TASK BRIEF:
Rewrite the lines below as a numbered list, from the line with "Pick out each instance of the white" through the last line of the listing, both included. Leave out any blank lines.

DATA SUPPLIED:
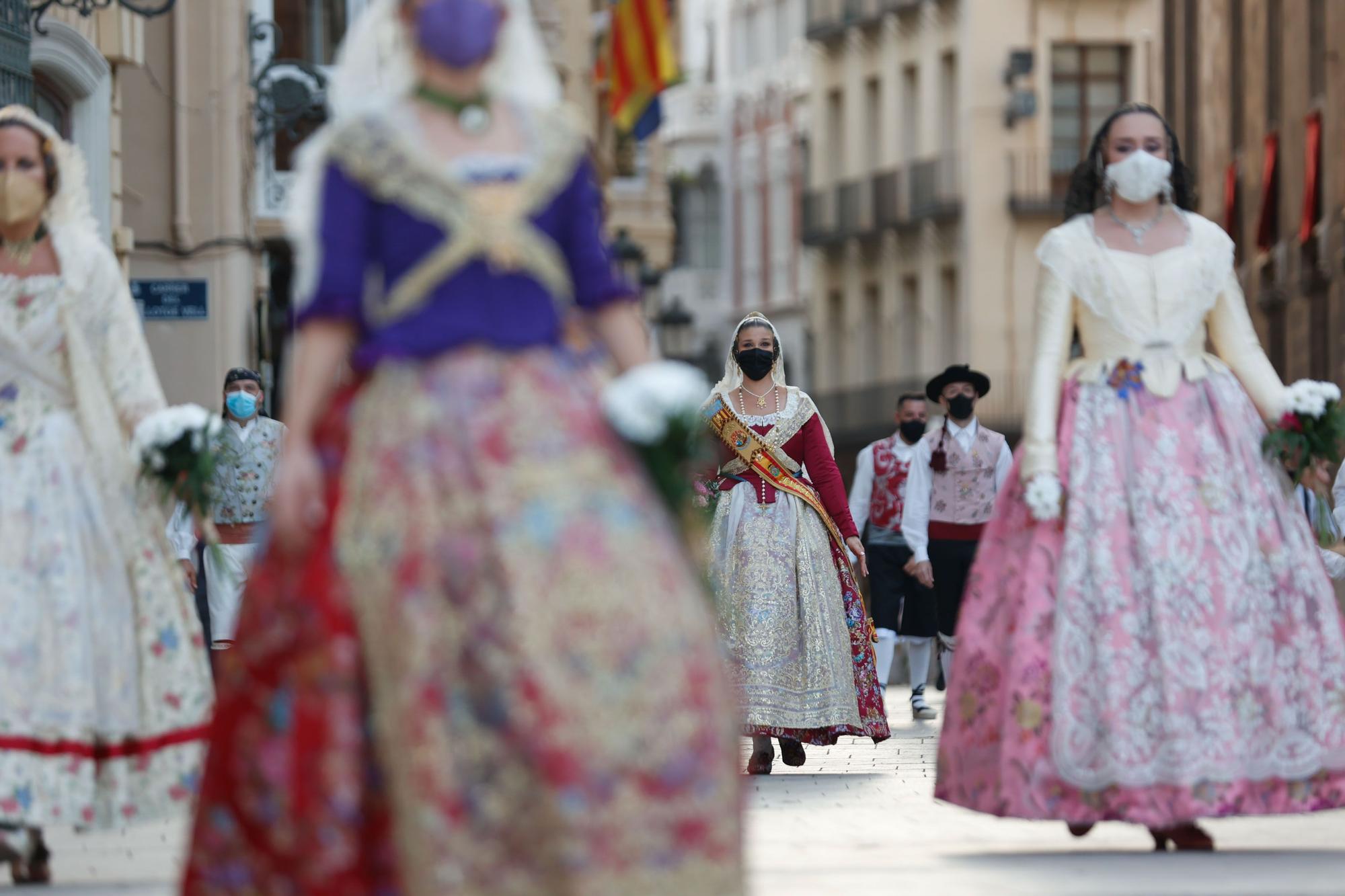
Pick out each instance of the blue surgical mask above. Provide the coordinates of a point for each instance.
(241, 404)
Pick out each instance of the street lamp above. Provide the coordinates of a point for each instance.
(677, 335)
(149, 9)
(630, 257)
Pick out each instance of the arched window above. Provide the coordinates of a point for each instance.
(52, 106)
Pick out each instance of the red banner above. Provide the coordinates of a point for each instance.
(1312, 175)
(1268, 222)
(1231, 200)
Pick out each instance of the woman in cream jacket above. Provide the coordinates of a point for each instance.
(1149, 634)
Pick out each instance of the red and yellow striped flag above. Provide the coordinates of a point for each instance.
(638, 60)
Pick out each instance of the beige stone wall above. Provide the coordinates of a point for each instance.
(186, 136)
(985, 253)
(1301, 322)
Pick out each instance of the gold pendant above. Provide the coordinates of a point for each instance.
(21, 251)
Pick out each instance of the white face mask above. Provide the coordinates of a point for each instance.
(1140, 177)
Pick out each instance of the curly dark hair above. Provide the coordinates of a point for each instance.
(1087, 190)
(757, 319)
(49, 159)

EXERCISE OUTPUT:
1. Pick out each instance of the white face mask above. Provide the coordinates of a point for each instance.
2. (1140, 177)
3. Pick out each instance of the curly dark hair above. Provide the coordinates of a point for each instance.
4. (1087, 190)
5. (757, 319)
6. (49, 159)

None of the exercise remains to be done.